━━ Data for this exercise ━━

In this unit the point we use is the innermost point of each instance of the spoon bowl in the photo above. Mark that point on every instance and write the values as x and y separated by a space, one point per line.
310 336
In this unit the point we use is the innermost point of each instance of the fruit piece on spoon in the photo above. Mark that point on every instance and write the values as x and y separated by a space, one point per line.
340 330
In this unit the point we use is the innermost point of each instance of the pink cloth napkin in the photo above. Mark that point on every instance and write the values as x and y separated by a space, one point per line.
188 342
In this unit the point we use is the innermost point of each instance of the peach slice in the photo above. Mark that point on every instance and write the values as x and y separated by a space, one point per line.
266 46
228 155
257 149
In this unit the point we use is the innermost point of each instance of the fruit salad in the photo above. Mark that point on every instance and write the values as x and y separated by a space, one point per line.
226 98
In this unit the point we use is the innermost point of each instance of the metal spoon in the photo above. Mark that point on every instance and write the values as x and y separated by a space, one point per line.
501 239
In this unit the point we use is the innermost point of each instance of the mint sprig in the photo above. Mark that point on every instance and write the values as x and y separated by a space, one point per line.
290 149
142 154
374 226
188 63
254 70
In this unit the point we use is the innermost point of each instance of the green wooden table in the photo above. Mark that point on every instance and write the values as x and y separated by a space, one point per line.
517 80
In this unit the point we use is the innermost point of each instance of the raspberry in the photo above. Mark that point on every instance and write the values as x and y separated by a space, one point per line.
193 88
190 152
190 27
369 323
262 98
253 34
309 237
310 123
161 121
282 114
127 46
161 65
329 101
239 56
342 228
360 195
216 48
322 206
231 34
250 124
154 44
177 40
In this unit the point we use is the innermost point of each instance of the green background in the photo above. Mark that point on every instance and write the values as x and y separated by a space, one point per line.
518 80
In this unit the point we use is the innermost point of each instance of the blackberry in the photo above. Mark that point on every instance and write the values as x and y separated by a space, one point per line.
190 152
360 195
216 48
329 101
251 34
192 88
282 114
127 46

━━━

### What is being asked
Copy, word for word, the part of the listing that opens with the line containing "of the blackberry" and runs to the end of the listing.

### Exercise solution
In this unit the point we use is the innermost point of each instance of the blackberry in the photo above. Mark that point on every instance and write the values as x and y separated by a space, one point per line.
190 152
360 195
216 48
329 101
251 34
192 88
282 114
127 46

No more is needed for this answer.